The task
Within the records that follow, find every line containing the string "webbing". Copy those lines.

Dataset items
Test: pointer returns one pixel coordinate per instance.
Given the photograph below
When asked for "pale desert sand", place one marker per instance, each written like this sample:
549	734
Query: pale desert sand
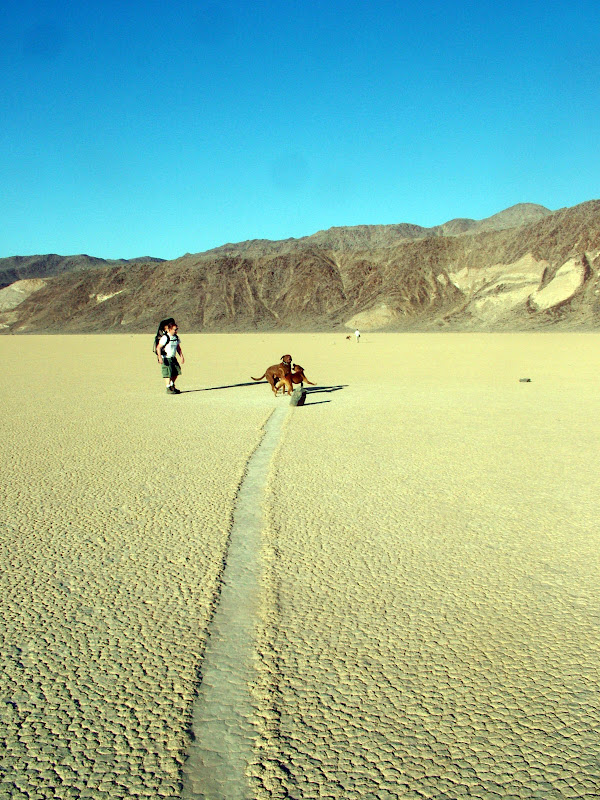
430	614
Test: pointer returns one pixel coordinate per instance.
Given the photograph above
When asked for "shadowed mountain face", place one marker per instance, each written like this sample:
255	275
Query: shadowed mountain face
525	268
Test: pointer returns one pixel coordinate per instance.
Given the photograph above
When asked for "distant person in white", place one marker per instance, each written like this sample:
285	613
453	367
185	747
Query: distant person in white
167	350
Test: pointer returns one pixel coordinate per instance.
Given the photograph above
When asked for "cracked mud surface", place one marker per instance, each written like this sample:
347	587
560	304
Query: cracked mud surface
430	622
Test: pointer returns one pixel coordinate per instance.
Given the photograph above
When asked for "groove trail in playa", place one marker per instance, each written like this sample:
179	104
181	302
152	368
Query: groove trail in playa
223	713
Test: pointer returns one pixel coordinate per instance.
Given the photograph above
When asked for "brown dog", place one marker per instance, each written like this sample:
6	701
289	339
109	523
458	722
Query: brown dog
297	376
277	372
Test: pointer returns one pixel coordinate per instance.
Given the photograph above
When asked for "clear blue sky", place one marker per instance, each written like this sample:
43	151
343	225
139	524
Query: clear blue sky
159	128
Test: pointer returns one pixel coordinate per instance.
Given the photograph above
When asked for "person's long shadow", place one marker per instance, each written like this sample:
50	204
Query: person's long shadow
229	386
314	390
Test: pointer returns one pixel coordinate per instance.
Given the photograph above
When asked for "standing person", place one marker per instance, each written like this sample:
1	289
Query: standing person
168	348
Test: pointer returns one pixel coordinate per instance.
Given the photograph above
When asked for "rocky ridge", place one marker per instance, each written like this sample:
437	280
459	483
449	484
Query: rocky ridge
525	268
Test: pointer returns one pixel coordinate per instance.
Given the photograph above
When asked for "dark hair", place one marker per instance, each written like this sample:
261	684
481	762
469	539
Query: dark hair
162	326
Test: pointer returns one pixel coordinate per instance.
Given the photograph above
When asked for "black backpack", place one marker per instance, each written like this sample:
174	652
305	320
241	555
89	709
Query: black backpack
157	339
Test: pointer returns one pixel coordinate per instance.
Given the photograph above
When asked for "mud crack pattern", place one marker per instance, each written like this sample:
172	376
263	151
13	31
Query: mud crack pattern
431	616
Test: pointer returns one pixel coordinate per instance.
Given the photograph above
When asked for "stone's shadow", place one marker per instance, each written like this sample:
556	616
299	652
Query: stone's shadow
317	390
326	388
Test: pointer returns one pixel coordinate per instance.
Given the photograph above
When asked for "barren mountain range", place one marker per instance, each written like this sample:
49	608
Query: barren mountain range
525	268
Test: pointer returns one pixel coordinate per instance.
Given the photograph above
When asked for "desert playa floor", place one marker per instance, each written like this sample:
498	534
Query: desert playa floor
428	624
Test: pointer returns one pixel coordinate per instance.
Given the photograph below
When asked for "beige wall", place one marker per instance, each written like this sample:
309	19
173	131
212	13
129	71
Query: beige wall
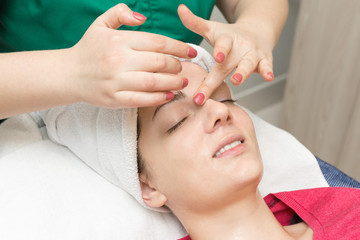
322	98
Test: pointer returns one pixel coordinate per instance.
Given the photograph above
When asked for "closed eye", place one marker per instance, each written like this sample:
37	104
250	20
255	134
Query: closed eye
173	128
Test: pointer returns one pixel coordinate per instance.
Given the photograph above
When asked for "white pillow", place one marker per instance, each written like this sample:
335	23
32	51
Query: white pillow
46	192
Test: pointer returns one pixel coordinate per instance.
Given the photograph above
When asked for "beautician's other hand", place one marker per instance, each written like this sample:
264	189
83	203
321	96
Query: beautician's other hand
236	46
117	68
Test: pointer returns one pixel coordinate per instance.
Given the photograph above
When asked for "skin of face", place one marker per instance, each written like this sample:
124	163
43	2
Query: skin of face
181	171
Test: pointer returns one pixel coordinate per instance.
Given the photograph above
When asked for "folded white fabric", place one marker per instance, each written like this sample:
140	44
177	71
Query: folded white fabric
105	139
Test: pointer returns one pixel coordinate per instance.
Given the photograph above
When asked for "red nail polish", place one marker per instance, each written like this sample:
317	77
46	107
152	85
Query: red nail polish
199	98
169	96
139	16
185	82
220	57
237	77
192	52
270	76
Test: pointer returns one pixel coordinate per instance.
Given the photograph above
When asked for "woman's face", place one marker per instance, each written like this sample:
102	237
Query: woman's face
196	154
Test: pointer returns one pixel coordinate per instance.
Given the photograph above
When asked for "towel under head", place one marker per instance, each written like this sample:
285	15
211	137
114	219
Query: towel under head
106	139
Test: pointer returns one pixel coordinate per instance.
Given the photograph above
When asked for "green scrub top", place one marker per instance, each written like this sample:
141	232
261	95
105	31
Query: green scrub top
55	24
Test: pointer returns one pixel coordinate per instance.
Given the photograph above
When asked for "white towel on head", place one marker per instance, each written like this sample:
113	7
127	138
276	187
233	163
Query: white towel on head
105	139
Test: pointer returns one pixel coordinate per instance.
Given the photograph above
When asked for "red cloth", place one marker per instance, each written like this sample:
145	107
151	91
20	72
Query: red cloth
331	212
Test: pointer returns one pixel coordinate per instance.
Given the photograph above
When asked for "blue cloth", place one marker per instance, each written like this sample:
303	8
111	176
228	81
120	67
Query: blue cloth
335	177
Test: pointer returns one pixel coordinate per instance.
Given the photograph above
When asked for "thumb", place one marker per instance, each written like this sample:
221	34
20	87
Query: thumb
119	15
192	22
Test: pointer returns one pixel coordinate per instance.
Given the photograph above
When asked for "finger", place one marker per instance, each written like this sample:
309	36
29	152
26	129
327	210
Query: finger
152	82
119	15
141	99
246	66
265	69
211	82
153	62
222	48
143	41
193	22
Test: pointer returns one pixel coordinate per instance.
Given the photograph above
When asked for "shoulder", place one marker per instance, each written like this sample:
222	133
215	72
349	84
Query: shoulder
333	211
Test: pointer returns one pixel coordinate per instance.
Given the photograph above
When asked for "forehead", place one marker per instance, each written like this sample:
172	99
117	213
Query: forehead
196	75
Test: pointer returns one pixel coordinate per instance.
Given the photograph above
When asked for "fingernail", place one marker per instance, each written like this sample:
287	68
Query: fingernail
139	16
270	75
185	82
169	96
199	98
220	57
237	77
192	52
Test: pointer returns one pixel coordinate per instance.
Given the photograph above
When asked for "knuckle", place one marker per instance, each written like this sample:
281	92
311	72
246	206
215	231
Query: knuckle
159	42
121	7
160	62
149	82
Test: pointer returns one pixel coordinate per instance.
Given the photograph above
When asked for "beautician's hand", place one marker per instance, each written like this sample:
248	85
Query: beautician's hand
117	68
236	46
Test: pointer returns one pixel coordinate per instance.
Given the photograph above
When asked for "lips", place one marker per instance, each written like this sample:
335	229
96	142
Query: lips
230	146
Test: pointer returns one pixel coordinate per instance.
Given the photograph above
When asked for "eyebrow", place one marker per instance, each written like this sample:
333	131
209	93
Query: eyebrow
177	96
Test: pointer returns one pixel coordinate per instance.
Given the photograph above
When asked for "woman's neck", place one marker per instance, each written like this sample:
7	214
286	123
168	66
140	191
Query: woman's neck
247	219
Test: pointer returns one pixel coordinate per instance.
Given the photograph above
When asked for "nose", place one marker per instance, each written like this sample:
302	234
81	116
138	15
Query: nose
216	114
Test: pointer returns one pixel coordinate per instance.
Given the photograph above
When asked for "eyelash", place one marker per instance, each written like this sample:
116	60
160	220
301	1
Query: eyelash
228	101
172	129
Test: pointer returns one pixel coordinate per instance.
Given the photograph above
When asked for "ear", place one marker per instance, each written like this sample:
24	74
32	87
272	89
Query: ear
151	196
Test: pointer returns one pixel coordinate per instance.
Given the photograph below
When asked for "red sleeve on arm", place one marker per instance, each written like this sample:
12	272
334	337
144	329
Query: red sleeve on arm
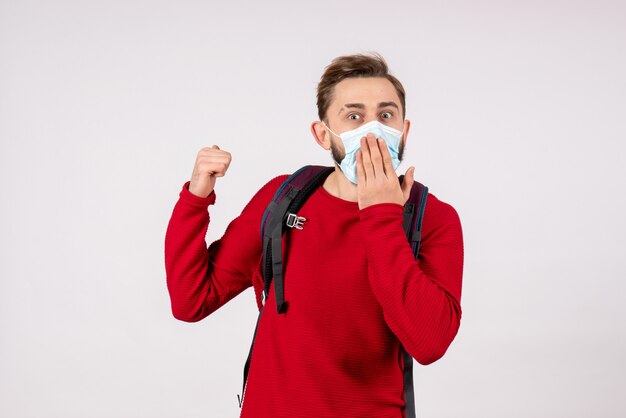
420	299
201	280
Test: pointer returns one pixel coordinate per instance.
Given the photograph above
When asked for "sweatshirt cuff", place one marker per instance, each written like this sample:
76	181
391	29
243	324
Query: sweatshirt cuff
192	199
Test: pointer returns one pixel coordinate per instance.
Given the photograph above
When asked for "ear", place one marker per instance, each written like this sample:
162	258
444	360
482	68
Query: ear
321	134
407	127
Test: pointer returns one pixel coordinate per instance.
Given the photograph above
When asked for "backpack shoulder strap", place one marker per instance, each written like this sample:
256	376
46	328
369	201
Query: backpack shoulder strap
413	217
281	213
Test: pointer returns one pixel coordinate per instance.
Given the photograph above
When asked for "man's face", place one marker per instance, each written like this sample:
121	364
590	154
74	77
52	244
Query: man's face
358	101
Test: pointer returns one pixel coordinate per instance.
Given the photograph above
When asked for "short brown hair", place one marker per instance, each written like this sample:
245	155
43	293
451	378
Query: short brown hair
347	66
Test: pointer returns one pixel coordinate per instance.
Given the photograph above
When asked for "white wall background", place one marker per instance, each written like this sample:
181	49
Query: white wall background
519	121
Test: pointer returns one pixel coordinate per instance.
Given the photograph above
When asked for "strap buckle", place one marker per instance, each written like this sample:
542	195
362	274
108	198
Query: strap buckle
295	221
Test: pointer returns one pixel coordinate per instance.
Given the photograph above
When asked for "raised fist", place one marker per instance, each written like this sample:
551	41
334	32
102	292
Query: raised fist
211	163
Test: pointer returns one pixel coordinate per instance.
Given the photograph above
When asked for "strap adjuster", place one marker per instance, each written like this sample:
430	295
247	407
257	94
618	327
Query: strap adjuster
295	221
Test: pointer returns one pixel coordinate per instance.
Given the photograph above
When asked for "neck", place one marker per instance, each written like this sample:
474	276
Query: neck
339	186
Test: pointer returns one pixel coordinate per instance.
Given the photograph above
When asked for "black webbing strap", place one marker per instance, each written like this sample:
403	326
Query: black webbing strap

Answer to the problem
When asked for "black webbing strap", place one marker per instance, each written like this sample:
Query: black webbing strap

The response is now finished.